Stored data.
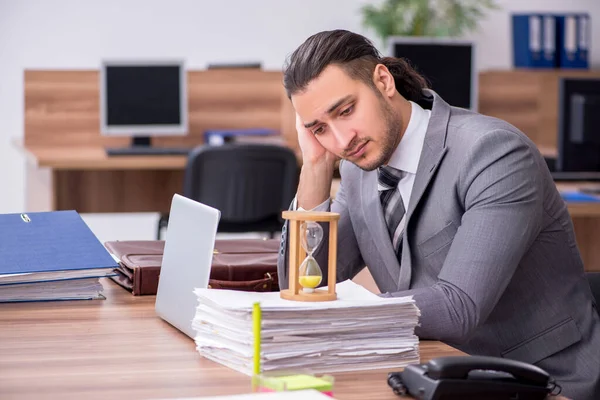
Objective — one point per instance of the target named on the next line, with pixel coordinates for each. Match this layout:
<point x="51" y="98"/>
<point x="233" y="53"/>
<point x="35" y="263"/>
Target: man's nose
<point x="343" y="137"/>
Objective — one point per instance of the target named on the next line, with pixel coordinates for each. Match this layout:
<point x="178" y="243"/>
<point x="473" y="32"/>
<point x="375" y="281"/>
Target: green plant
<point x="425" y="17"/>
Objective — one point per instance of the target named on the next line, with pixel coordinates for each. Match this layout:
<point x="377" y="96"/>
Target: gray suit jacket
<point x="489" y="250"/>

Exercise.
Reproduce verbatim only the lines from the one holding "Target: green plant" through the end of the records.

Exercise solution.
Target: green plant
<point x="425" y="17"/>
Objective — one point per instance of the target named on the next line, with pixel coordinates for each. Match this layout:
<point x="377" y="96"/>
Target: gray suit jacket
<point x="489" y="250"/>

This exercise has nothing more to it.